◆ **Stated task**: Quote the listing below in its entirety.

[Saved entries]
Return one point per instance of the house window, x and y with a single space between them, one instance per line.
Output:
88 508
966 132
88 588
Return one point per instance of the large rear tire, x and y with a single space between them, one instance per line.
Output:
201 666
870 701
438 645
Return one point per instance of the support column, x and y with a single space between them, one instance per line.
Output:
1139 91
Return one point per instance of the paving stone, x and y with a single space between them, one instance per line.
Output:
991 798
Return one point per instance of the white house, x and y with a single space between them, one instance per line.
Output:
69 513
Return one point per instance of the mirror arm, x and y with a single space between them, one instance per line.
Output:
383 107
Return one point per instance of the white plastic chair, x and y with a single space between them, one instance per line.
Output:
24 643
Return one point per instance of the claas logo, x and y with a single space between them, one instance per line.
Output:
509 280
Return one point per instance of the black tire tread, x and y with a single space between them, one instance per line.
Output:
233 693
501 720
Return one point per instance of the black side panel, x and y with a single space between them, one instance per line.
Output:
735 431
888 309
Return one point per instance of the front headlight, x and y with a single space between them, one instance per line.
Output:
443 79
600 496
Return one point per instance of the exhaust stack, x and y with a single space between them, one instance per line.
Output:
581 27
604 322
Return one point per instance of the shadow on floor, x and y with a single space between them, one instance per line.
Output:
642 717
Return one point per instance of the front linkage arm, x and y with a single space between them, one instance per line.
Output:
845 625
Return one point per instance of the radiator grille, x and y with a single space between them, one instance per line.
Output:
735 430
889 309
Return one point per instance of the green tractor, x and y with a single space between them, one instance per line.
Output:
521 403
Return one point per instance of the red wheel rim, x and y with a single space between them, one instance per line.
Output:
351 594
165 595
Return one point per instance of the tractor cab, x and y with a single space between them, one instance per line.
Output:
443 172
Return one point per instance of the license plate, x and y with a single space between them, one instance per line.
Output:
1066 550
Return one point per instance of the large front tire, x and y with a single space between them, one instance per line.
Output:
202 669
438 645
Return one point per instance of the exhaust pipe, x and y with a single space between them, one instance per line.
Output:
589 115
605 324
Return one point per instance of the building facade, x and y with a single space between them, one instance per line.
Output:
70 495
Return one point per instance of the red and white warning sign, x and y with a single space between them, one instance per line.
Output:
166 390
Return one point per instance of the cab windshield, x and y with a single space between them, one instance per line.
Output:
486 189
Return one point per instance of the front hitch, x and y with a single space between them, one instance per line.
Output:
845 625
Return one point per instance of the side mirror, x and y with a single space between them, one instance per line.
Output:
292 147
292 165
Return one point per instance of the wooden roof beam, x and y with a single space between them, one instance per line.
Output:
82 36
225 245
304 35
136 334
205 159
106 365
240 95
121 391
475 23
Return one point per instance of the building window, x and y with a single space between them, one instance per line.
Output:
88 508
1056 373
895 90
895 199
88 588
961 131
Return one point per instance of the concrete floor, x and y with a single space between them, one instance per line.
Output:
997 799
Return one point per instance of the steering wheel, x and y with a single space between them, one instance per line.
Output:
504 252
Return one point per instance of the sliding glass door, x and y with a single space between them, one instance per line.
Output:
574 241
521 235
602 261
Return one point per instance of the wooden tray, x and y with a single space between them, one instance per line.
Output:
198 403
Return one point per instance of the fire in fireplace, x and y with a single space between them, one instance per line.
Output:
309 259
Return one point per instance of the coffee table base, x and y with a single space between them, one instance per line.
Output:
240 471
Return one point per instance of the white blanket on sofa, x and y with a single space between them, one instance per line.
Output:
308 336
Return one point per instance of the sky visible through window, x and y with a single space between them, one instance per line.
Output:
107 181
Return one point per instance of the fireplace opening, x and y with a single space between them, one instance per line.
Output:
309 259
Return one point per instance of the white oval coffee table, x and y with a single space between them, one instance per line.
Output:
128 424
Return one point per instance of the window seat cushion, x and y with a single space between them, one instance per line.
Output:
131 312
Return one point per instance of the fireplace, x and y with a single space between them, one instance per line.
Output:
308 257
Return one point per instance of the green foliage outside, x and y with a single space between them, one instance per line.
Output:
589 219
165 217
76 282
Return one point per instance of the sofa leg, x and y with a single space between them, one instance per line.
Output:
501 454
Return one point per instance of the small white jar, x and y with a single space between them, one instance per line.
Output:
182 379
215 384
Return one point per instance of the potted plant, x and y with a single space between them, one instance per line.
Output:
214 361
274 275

◆ **Worked answer**:
Return one point per instance of the house window, x and y with a single space between them, one instance per line.
Output:
88 508
966 132
88 588
Return one point per instance of the large rear tire, x and y with a single space between them, one instance per line.
Output:
201 666
870 701
438 645
Return one point per instance of the support column, x and y with a single space between them, one instance per line.
Output:
1139 91
Return one point per instance of the paving stone, x and y with a single space between them, one instance per line.
Output:
991 798
Return one point per instance of the white house, x and y with a single space between them, one instance per line.
Output:
69 513
Return one point per instance of the mirror arm, x and y with a single space between them, one instance per line.
Output:
383 107
Return one point per instance of the white plastic chair, x and y with a single space between them, one instance per line.
Output:
24 643
Return one point per instance of the claas logo, x and y with a single space between them, one instance per line.
Output:
509 280
Return one point per instance of the black tire tread, x and y with a single space between them, one instance per line.
Output:
233 693
501 720
Return one point per instance of the black side panel, x and y with a single space between them, one instance per line.
Output:
735 431
888 309
Return one point per instance of the front headlight, x and y with a single space between them, one instance per line.
Output:
443 79
600 496
Return one point per instance of the exhaust stack, x and y with a single space between them, one instance per line.
Output:
581 27
604 322
Return one point per instance of the shadow on floor, x and y with a single space between them, one instance per line.
Output:
642 717
Return one point per instance of the front linkage arm, x and y with a single space between them, one instance per line.
Output:
845 625
Return one point per instance of the radiator grille, x and y with a single space between them, one instance per line.
Output:
735 430
889 309
Return one point per instance of the green tractor, x and y with a single space between them, one instance per line.
Output:
521 403
Return one point per instance of the red wheel rim, x and y with a single space between them, one instance per line.
Output:
351 594
165 595
Return one point per instance of the tractor cab, x and y with a single space between them, one instance per line.
Output:
443 172
Return one point per instance of the license plate, x and y with a single space between them, one instance per line.
Output:
1066 550
Return one point per instance of the large front tire, x and y with a single space between them, one instance per line.
Output:
202 669
438 645
Return one point per instance of the exhaust pipe, x and y with a single space between them, one instance per line.
Output:
589 115
605 324
Return one point per instance of the building facade, x and y with a single space between them, one instance per line.
Output:
70 495
Return one point per instance of the red and white warning sign, x and y with a single space between them, one instance per line.
Output:
166 390
Return one point per instance of the cab windshield, x and y with a single space between them, one instance per line.
Output:
486 189
Return one point per instance of the front hitch, x and y with a single space between them, one instance per line.
Output:
845 625
Return one point per instance of the side mirror, x and y with a single space between them, one instance per line.
Output:
292 147
292 165
Return one point per instance of the wooden roof beam, x and y with a single space between them, one instance per line.
Output:
82 36
225 245
304 35
136 334
205 159
106 365
240 95
121 391
475 23
Return one point per instance of the building window, x and y with a single space between them, one instance per line.
Output:
88 508
1056 373
895 90
895 199
88 588
961 131
Return one point per instance of the concrete floor, x and y with a single space between them, one instance per line.
Output:
997 799
Return one point per instance of the steering wheel, x and y with a single space between them, one instance per line.
Output:
504 252
Return one point per instance of the sliding glass door, x and y with a single space between them, one instance per line.
Output:
574 241
521 235
602 261
Return one point per instance of the wooden tray, x and y with a single space between them, one instance per line.
Output:
198 403
Return one point per instance of the fire in fireplace, x and y with a single space between them, one instance per line.
Output:
309 259
Return one point per instance of the coffee table base, x and y with a single space between them, one instance per line.
Output:
240 471
Return one point per instance of the white blanket on sofa, x and y with a single space between them, one instance per line.
Output:
308 336
Return one point per instance of the sky visible through window, x and y with a single space between them, one instance per line.
Output:
107 181
Return one point per instance of the fireplace opening, x and y with a single space between them, one instance per line.
Output:
309 259
Return one point per instance of the white oval coffee table, x and y with a single space between them, one instance per line.
Output:
128 424
Return one point per instance of the window seat cushion, x and y with a single space between them, one instance per line.
Output:
131 312
Return one point per instance of the fireplace, x and y with a single space between them, one instance per line.
Output:
308 257
Return one point per instance of the green foliage outside, x and y with a single space between them, one instance per line.
Output:
589 219
165 217
76 282
Return one point per instance of the sofa leg, x and y with a single space between them, one instance per line.
Output:
501 454
Return one point per instance of the small white jar, x and y with a single space between them, one instance per line.
Output:
182 379
215 384
Return one point per instance of the potted plant, x and y with a single space between them, one instance per line.
Output:
214 361
274 275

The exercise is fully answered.